Problem requirements:
Translate this sentence from the solo diving post below into Spanish: "Diving without a guide was an amazing experience and I would do it again in a jiffy, given the right dive buddy."

Exercise text:
##############################

Tuesday, April 23, 2013

Going solo

As anyone who knows me will tell you, I'm someone who likes a good challenge. If I'm scared of something, I'll do it just to prove I can, regardless. If I suck at something, I keep at it till I'm satisfied. Sometimes it turns out well and sometimes it doesn't (motorbike accident), but more often then not I'm glad I stuck to it (except for the one time I went into the morgue at Old Changi Hospital alone on a dare and did some superstitious things that supposedly open your eyes to ghosts, thank god nothing appeared).



Now diving is a high-risk sport, and while I've never been particularly uncomfortable with the water, I generally am with the idea of death, injury, and other inconveniences like that. Which seems a little contradictory to my character (again, ref: motorbike accident, let's insert a picture below), but I put that kind of risk-taking behaviour down to ignorance and an unhealthy level of optimism.


That said, one of the things I've come to enjoy doing is diving solo. It's not something that is recommended, but one way or another I've found myself in that situation more than a few times in the 8 months or so that I've been diving.

The very first time it happened, a hundred possible newspaper headlines flashed through my brain. I was on my Rescue Diver certification trip in Redang, and my instructor had waved me off to explore the reef by myself. When my reel came undone and I found myself tangled around some coral, and then discovered I didn't know the way back after I lost my orientation disentangling myself, I panicked. My air consumption rate went through the roof and when I eventually stumbled back upon the group, I was down to 30 bars of air when everyone was at 120. It was my seventeenth dive and I hadn't been properly weaned off my reliance on a divemaster yet.


A month after that I was on a leisure dive at Tioman with a friend. My buddy, an AOWD student and I got separated from the rest in the swirl of pre-monsoon season sediments. After all the procedures to locate the rest of the group failed, we felt confident enough to tour the reef by ourselves. For me, this was in part because the trauma of my Rescue trip had given me an idea of what to do - how to take bearings, look out of landmarks, use time as an indicator. We ended our adventure by surfacing right beside the dive boat, surely no mean feat for a bunch of lost newbie divers.


Back home and dry, I recounted this story to my friends, who taught me yet more methods of keeping track of directions when diving. I reported back triumphantly a few weeks later after a rather claustrophobic and dark solo dive into the murky depths of Hantu.

Fast forward three months to Sibu, Malaysia. A friend and I were on a weekday trip, which subsequently meant that there weren't many other divers around - in fact, other than the Sultan, whom we saw zooming about in a speedboat and had to expressly avoid due to the menacing coast guard boats that followed, the dive sites were pointedly empty of people.


Our dive guide made some side remarks about economies of scale and promptly left us to our own devices. The first dive he stayed with us for 3 minutes, then jabbed upwards and waved goodbye. After that he stayed in the boat throughout.

On one particular open sea dive the way the buoy-line shot out taut in 3 seconds flat hinted suspiciously at the strength of the current. The divemaster gave us a sideway glance and said, "You two are quite capable, why don't you go down and check the conditions out for yourselves, if you don't like it then come back up."

It took us 10 minutes to haul ourselves hand over hand to the bow, and another 15 to the seabed. You know those scenes from sci-fi movies, where the space-traversing hero goes at warp speed and pinpricks of starlight become trails against the gloom? Yeah, that's what it looked like down there. It was almost beautiful in a ghostly sort of way. 


Diving without a guide was an amazing experience and I would do it again in a jiffy, given the right dive buddy. I was lucky that I was with someone who is competent and whom I trust. But don't let this detract from the fact that the divemaster was a lazy bastard.

Mainly, I'm writing about this because I get plenty of chances to do solo dives now. When I assist instructors on OWD trips, I invariably have to jump in and tie a buoy-line that the students can follow safely onto the seabed. Once I'm done with the knots there's always a few minutes for a breather and a little fin-around - the sunlight filters into the water and it is silent but in the silence there's life and I can't help but think the tranquility of being alone is the most enchanting feeling ever.

##############################

Dataset excerpts:
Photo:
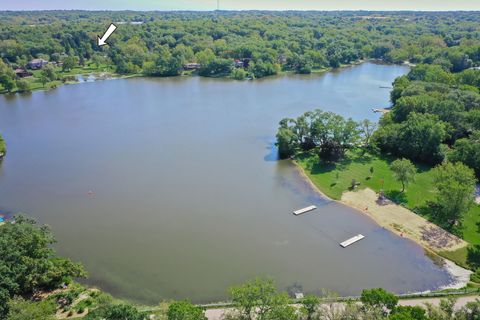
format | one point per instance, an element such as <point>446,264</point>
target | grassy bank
<point>374,172</point>
<point>63,77</point>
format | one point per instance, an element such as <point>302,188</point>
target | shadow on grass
<point>396,196</point>
<point>473,256</point>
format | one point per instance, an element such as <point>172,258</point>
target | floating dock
<point>304,210</point>
<point>351,241</point>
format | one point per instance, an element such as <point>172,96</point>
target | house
<point>239,64</point>
<point>191,66</point>
<point>22,73</point>
<point>37,64</point>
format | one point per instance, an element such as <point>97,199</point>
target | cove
<point>171,189</point>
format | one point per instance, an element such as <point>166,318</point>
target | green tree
<point>69,63</point>
<point>408,313</point>
<point>404,171</point>
<point>20,309</point>
<point>467,151</point>
<point>48,72</point>
<point>259,299</point>
<point>3,146</point>
<point>7,77</point>
<point>116,312</point>
<point>239,74</point>
<point>454,188</point>
<point>28,261</point>
<point>286,143</point>
<point>185,310</point>
<point>367,128</point>
<point>378,299</point>
<point>310,306</point>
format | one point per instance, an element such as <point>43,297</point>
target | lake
<point>170,188</point>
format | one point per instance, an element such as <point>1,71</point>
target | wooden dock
<point>304,210</point>
<point>351,241</point>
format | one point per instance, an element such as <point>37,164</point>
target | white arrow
<point>102,41</point>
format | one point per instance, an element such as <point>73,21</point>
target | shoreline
<point>461,276</point>
<point>116,76</point>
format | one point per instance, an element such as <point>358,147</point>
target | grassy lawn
<point>334,179</point>
<point>35,83</point>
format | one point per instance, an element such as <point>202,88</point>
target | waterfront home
<point>192,66</point>
<point>37,64</point>
<point>22,73</point>
<point>239,64</point>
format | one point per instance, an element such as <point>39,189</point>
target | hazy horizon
<point>246,5</point>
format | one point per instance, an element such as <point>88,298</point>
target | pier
<point>351,241</point>
<point>304,210</point>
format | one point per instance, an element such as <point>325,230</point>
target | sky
<point>429,5</point>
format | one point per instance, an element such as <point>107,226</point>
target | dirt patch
<point>402,221</point>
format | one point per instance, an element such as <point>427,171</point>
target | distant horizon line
<point>243,10</point>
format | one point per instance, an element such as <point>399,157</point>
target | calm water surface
<point>188,196</point>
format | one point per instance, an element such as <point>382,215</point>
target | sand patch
<point>402,221</point>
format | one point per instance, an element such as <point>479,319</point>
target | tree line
<point>160,43</point>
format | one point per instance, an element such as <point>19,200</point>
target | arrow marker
<point>102,41</point>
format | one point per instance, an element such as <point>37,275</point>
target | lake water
<point>170,188</point>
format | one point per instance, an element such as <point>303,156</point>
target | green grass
<point>335,178</point>
<point>3,146</point>
<point>35,83</point>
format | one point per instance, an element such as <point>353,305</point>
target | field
<point>336,178</point>
<point>35,83</point>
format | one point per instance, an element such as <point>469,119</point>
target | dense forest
<point>235,44</point>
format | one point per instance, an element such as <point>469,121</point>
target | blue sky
<point>241,4</point>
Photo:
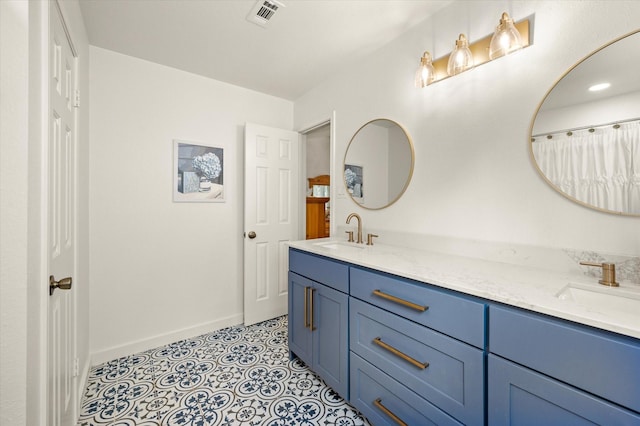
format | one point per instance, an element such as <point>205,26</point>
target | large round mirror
<point>378,164</point>
<point>585,136</point>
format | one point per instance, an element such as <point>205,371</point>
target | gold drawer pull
<point>306,307</point>
<point>378,403</point>
<point>311,310</point>
<point>400,301</point>
<point>420,365</point>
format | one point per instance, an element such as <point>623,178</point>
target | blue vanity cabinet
<point>543,370</point>
<point>397,358</point>
<point>318,317</point>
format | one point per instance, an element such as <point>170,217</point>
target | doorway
<point>318,181</point>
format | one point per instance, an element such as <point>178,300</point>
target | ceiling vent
<point>263,11</point>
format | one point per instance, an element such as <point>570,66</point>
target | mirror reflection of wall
<point>585,142</point>
<point>378,164</point>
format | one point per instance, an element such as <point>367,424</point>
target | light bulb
<point>461,58</point>
<point>506,39</point>
<point>425,74</point>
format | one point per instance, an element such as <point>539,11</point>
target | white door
<point>61,224</point>
<point>270,218</point>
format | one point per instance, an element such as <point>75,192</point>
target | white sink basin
<point>339,245</point>
<point>620,306</point>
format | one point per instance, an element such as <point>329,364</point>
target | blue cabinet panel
<point>368,384</point>
<point>599,362</point>
<point>299,335</point>
<point>452,374</point>
<point>328,272</point>
<point>448,312</point>
<point>521,397</point>
<point>318,318</point>
<point>330,338</point>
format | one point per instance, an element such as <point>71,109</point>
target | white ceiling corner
<point>302,44</point>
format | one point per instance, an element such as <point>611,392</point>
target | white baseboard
<point>163,339</point>
<point>83,379</point>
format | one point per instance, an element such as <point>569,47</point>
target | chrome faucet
<point>359,241</point>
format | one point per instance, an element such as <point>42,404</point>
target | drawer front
<point>602,363</point>
<point>448,313</point>
<point>368,385</point>
<point>328,272</point>
<point>444,371</point>
<point>519,396</point>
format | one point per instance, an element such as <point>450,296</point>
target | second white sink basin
<point>620,306</point>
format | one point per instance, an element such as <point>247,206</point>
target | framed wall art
<point>198,173</point>
<point>353,177</point>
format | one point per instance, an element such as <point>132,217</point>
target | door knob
<point>63,284</point>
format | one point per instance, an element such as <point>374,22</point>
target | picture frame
<point>198,173</point>
<point>354,180</point>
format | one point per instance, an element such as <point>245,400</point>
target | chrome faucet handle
<point>608,272</point>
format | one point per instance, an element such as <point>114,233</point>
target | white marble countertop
<point>535,289</point>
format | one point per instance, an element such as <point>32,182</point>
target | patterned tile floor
<point>235,376</point>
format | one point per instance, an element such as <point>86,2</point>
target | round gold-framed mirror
<point>585,134</point>
<point>381,156</point>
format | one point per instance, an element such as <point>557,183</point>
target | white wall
<point>23,279</point>
<point>608,110</point>
<point>318,152</point>
<point>473,174</point>
<point>14,109</point>
<point>162,271</point>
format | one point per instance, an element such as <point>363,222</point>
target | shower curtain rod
<point>575,129</point>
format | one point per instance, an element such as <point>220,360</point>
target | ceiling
<point>616,64</point>
<point>301,45</point>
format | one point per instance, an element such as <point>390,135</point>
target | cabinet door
<point>330,337</point>
<point>299,333</point>
<point>519,396</point>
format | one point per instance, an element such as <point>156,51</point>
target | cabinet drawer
<point>602,363</point>
<point>447,312</point>
<point>444,371</point>
<point>519,396</point>
<point>320,269</point>
<point>368,384</point>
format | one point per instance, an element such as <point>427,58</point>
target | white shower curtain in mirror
<point>600,168</point>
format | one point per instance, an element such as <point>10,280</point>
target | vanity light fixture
<point>425,73</point>
<point>468,55</point>
<point>461,59</point>
<point>506,39</point>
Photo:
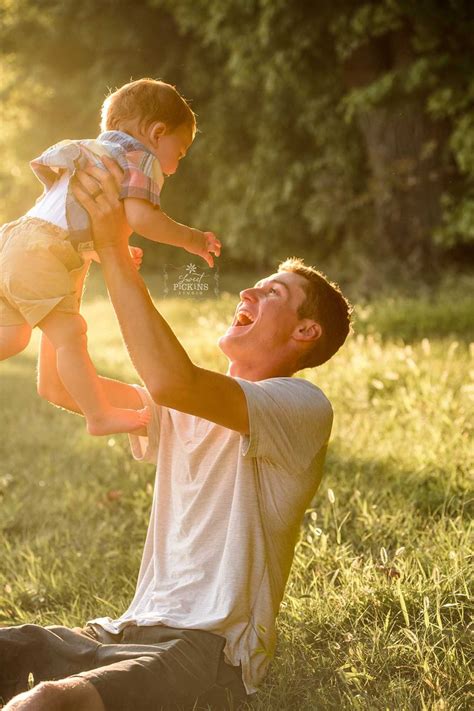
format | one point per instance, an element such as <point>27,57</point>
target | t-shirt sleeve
<point>290,421</point>
<point>145,448</point>
<point>142,177</point>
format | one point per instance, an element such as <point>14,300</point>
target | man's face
<point>172,147</point>
<point>265,319</point>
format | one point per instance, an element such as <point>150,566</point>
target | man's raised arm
<point>163,364</point>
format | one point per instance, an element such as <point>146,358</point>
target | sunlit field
<point>376,611</point>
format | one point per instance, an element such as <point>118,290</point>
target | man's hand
<point>204,244</point>
<point>136,253</point>
<point>97,190</point>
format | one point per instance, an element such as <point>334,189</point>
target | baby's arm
<point>154,224</point>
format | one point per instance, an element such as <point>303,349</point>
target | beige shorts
<point>39,270</point>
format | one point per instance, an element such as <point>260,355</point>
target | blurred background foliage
<point>339,130</point>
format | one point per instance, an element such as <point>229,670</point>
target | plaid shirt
<point>143,177</point>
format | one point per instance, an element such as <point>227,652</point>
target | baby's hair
<point>146,100</point>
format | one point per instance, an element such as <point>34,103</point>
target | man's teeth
<point>244,319</point>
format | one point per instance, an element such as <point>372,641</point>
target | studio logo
<point>190,281</point>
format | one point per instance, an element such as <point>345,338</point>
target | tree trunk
<point>403,151</point>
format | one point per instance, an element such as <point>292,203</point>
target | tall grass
<point>376,611</point>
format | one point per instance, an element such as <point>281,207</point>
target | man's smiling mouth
<point>243,318</point>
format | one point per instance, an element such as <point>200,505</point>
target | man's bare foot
<point>115,420</point>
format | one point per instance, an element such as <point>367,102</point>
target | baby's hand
<point>136,254</point>
<point>204,244</point>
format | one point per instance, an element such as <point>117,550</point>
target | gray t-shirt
<point>225,517</point>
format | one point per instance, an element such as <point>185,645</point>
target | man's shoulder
<point>295,390</point>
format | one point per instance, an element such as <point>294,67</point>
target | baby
<point>147,128</point>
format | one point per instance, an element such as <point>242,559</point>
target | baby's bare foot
<point>115,420</point>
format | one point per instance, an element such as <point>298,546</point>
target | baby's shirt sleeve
<point>143,177</point>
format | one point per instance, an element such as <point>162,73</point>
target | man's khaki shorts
<point>39,269</point>
<point>139,669</point>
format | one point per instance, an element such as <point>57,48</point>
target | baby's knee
<point>46,696</point>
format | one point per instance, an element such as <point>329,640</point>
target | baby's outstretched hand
<point>205,245</point>
<point>136,254</point>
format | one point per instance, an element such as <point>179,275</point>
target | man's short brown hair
<point>326,305</point>
<point>147,100</point>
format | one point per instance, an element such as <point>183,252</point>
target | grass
<point>376,611</point>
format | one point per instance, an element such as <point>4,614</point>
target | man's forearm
<point>156,353</point>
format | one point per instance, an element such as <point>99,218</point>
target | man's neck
<point>248,371</point>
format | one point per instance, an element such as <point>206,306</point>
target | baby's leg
<point>13,339</point>
<point>67,333</point>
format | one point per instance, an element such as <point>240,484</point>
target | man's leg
<point>73,694</point>
<point>42,653</point>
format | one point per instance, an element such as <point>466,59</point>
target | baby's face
<point>172,147</point>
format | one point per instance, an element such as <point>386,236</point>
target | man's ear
<point>156,130</point>
<point>307,330</point>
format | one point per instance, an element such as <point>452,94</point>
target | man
<point>239,458</point>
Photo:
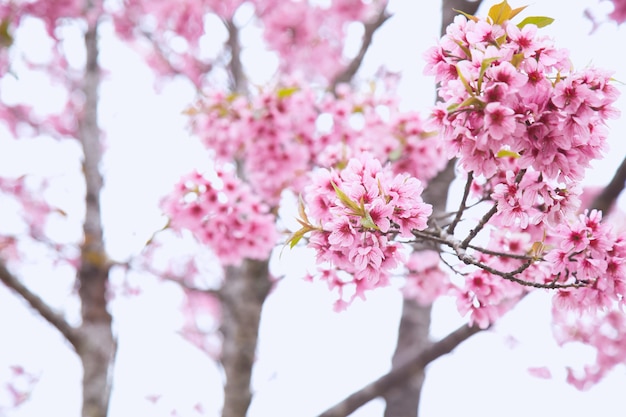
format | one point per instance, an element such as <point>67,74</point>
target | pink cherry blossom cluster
<point>224,214</point>
<point>487,296</point>
<point>619,11</point>
<point>175,30</point>
<point>356,214</point>
<point>589,252</point>
<point>505,88</point>
<point>603,331</point>
<point>310,37</point>
<point>279,135</point>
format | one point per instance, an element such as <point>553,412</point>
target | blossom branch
<point>460,253</point>
<point>400,374</point>
<point>39,305</point>
<point>352,68</point>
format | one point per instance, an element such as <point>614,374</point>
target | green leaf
<point>6,39</point>
<point>368,222</point>
<point>539,21</point>
<point>296,237</point>
<point>515,12</point>
<point>468,16</point>
<point>346,201</point>
<point>499,13</point>
<point>506,153</point>
<point>483,67</point>
<point>517,59</point>
<point>301,211</point>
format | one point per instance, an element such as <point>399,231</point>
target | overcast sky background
<point>309,356</point>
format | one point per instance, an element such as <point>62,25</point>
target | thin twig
<point>401,373</point>
<point>39,305</point>
<point>605,200</point>
<point>462,205</point>
<point>370,28</point>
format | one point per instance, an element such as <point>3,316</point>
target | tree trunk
<point>403,400</point>
<point>242,296</point>
<point>97,346</point>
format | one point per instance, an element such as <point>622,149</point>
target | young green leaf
<point>468,16</point>
<point>483,67</point>
<point>506,153</point>
<point>499,13</point>
<point>539,21</point>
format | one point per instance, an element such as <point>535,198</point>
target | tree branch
<point>370,28</point>
<point>40,306</point>
<point>449,8</point>
<point>401,373</point>
<point>605,200</point>
<point>237,75</point>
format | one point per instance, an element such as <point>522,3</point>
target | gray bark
<point>242,296</point>
<point>97,347</point>
<point>403,399</point>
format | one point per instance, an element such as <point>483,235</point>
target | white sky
<point>309,357</point>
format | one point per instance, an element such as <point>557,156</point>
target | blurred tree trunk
<point>242,295</point>
<point>413,334</point>
<point>96,347</point>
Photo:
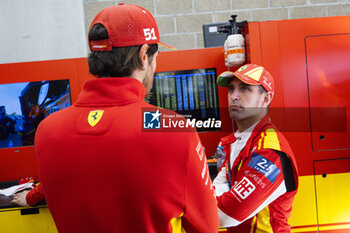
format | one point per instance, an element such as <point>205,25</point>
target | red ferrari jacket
<point>101,172</point>
<point>261,183</point>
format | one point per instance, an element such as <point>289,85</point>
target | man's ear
<point>267,98</point>
<point>143,55</point>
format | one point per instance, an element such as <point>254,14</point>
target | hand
<point>20,198</point>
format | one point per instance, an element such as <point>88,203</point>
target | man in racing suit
<point>258,180</point>
<point>100,169</point>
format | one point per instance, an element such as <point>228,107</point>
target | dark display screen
<point>192,93</point>
<point>24,105</point>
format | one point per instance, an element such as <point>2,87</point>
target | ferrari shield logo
<point>94,117</point>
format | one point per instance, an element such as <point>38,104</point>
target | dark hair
<point>120,62</point>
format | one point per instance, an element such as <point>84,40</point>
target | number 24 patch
<point>264,166</point>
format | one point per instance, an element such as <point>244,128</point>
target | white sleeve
<point>220,182</point>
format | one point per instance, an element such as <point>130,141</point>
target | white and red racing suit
<point>258,180</point>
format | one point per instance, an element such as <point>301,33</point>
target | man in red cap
<point>100,171</point>
<point>258,180</point>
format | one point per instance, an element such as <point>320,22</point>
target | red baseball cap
<point>126,25</point>
<point>250,74</point>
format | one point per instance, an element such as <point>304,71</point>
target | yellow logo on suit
<point>94,117</point>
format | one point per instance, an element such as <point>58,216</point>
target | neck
<point>246,123</point>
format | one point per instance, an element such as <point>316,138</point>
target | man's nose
<point>234,95</point>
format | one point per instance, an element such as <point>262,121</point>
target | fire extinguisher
<point>234,44</point>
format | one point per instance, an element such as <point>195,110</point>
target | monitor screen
<point>24,105</point>
<point>191,93</point>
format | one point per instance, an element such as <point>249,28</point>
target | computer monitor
<point>24,105</point>
<point>191,93</point>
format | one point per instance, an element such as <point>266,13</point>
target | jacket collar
<point>111,91</point>
<point>262,123</point>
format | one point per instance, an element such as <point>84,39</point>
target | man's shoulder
<point>268,137</point>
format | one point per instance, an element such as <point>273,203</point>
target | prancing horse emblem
<point>94,117</point>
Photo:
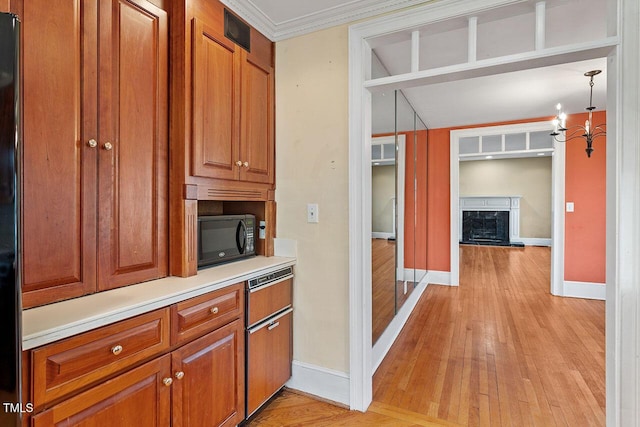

##############################

Answer area:
Bucear sin guía fue una experiencia increíble y lo volvería a hacer en un abrir y cerrar de ojos, con el compañero de buceo adecuado.